Document text ->
——

Psyche Network is a project in the AI + Web3 space, developed by the Nous Research team. Two months ago, it secured a Series A funding of $50 million from Paradigm.
The project background is detailed in the official article. The Nous Research team developed a decentralized algorithm called DeMo, which enables the training of large language models (LLMs) on a distributed network, avoiding the high coupling of cluster-based services. It’s similar in concept to how mining pools break down large computational tasks and distribute them to various Client nodes, which then compute and return results for aggregation.
Of course, LLM training and mining pool algorithms are fundamentally different; the analogy is just to aid understanding. The detailed algorithmic explanation of how DeMo splits and merges tasks can be found in the official post. Honestly, I didn’t fully grasp it—it’s full of vector, weight, and loss function jargon. How it prevents nodes from submitting fake data should also be part of the algorithm’s design, so I won’t go deeper into the algorithm’s effectiveness here.
In DeMo’s paper, they used 100 billion tokens for training and testing, achieving good results. What does 100B tokens mean? For example, DeepSeek-V3 has 15 TB of tokens. So, DeMo’s experimental scale is still far from commercial-grade products. Here’s a comparison with other models’ token counts:
Model | Parameters | Pretraining Tokens | Public Sources or Leaks |
---|---|---|---|
GPT-3 | 175 B | ≈ 499 B | Papers and follow-up reviews |
GPT-3.5 | 175 B | Estimated ~1 T | — |
GPT-4 | 1.7 T | ≈ 13 T tokens | SemiAnalysis / The Decoder reports |
Llama 3 | 70 B | > 15 T tokens | Meta official model card |
DeMo OLMo | 1 B | 0.1 T tokens (100 B) | DeMo paper |
Psyche Network builds a distributed network based on DeMo’s algorithm principles, combining it with blockchain. The first phase aims to train a model with 40 B parameters and 20 T tokens. Regarding parameters
and tokens
, my understanding is that parameters
are a fixed metric defined at the beginning of training, while tokens
require ongoing computation and training—DeMo solves the distributed computing for tokens
. The Psyche Network website displays real-time training progress, and it has already reached 1 TB of tokens:
Once training is complete, the model might approach GPT-3’s level. While the token count is higher than GPT-3, the parameters are fewer, so the final performance is likely inferior.
Psyche Network’s documentation outlines the overall architecture, which is fairly easy to understand. There is a centralized Coordinator responsible for creating training tasks, while Clients receive and execute those tasks and submit results. Without blockchain, communication between Coordinator and Clients occurs via direct TCP connections. With blockchain, messages are passed through the blockchain instead.
In the code repository, both centralized
and decentralized
architectures are maintained. This isn’t exactly a good sign, as it suggests the project was initially designed to run in a centralized manner and is now being retrofitted for decentralization. So, the degree of decentralization is inherently limited.

——

Work request 1 ->
Answer these questions from the text about Psyche Network.
(a) How much Series A funding did Psyche Network secure, and from whom?
(b) How many tokens did DeMo's paper use for training and testing?
(c) What parameter and token counts does the first phase of Psyche Network aim for?
Work request 2 -> Duplicate the part of the text about Psyche Network that starts at the words "Psyche Network’s documentation", and stop after "is inherently limited.".

Image point grounding records:
——

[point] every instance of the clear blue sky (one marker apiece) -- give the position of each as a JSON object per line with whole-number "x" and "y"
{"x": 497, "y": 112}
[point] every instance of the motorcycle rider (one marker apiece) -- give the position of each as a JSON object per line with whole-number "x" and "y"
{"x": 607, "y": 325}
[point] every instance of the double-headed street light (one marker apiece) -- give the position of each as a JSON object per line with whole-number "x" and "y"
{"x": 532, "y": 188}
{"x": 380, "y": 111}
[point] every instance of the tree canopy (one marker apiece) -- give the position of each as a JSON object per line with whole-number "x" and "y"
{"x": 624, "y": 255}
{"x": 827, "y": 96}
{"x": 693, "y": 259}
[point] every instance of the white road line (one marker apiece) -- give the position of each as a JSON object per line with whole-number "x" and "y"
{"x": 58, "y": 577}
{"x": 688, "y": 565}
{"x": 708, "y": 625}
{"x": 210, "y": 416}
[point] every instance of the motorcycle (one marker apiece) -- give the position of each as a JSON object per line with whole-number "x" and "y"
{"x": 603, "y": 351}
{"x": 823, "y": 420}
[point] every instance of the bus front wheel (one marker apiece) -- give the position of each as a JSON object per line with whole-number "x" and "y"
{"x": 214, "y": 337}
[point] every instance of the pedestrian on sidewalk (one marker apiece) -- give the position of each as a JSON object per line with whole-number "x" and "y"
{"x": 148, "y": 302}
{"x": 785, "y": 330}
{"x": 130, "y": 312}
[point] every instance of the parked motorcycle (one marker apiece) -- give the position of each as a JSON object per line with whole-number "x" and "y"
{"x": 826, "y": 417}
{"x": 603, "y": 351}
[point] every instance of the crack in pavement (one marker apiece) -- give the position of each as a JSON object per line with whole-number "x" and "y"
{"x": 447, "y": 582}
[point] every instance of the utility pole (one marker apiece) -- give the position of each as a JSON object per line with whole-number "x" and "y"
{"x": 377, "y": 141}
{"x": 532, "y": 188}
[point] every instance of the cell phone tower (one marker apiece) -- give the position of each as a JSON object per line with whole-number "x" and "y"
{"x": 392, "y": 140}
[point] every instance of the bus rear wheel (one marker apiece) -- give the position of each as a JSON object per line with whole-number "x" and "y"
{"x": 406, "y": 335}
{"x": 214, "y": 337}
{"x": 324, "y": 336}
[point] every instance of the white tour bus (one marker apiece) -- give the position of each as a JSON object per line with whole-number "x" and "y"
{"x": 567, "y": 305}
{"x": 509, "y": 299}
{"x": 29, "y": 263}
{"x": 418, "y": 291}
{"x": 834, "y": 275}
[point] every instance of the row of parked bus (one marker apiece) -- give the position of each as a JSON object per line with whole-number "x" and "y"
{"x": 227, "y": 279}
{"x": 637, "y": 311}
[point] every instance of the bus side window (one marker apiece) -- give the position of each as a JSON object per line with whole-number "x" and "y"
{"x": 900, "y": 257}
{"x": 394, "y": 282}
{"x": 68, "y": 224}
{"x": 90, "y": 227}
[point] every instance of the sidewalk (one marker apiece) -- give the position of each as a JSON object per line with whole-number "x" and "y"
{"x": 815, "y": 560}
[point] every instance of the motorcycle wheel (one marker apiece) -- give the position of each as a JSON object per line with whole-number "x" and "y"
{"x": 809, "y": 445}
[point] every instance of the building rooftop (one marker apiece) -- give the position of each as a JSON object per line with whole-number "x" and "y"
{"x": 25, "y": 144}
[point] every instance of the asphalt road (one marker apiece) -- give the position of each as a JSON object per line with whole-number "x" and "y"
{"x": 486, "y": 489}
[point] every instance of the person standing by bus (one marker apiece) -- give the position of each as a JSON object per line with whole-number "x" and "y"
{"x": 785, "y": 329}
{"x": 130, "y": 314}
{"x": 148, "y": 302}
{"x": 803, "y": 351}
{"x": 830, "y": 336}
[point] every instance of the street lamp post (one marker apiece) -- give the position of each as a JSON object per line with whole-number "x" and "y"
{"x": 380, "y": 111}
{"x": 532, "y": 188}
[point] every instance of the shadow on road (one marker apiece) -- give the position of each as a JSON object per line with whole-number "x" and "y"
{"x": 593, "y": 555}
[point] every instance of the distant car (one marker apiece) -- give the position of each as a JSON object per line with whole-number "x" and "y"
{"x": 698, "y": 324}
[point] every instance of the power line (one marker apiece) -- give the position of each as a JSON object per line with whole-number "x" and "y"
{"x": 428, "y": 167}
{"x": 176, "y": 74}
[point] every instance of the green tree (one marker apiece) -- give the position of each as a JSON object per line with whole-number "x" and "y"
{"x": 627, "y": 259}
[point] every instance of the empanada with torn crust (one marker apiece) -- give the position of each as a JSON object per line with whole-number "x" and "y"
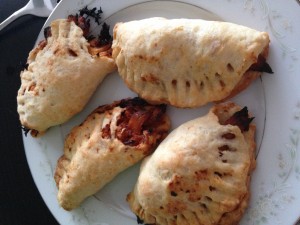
{"x": 188, "y": 62}
{"x": 62, "y": 74}
{"x": 200, "y": 173}
{"x": 111, "y": 139}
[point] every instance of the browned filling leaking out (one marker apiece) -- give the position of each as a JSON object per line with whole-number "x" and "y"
{"x": 241, "y": 119}
{"x": 137, "y": 122}
{"x": 261, "y": 65}
{"x": 100, "y": 45}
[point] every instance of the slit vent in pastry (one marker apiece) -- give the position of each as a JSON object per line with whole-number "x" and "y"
{"x": 111, "y": 139}
{"x": 200, "y": 173}
{"x": 188, "y": 62}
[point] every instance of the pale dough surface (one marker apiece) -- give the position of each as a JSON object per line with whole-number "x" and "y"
{"x": 60, "y": 78}
{"x": 197, "y": 176}
{"x": 186, "y": 62}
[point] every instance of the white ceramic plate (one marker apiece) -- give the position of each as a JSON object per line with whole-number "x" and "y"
{"x": 273, "y": 99}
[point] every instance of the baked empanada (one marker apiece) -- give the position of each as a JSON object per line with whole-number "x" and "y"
{"x": 62, "y": 74}
{"x": 200, "y": 173}
{"x": 111, "y": 139}
{"x": 188, "y": 62}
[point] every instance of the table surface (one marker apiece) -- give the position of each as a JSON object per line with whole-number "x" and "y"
{"x": 20, "y": 201}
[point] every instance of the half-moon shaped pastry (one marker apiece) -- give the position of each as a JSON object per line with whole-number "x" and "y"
{"x": 111, "y": 139}
{"x": 200, "y": 173}
{"x": 61, "y": 76}
{"x": 188, "y": 62}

——

Problem solution 1 ->
(a) $50 million, from Paradigm.
(b) 100 billion tokens.
(c) 40 B parameters and 20 T tokens.

Problem solution 2 ->
Psyche Network’s documentation outlines the overall architecture, which is fairly easy to understand. There is a centralized Coordinator responsible for creating training tasks, while Clients receive and execute those tasks and submit results. Without blockchain, communication between Coordinator and Clients occurs via direct TCP connections. With blockchain, messages are passed through the blockchain instead.
In the code repository, both centralized
and decentralized
architectures are maintained. This isn’t exactly a good sign, as it suggests the project was initially designed to run in a centralized manner and is now being retrofitted for decentralization. So, the degree of decentralization is inherently limited.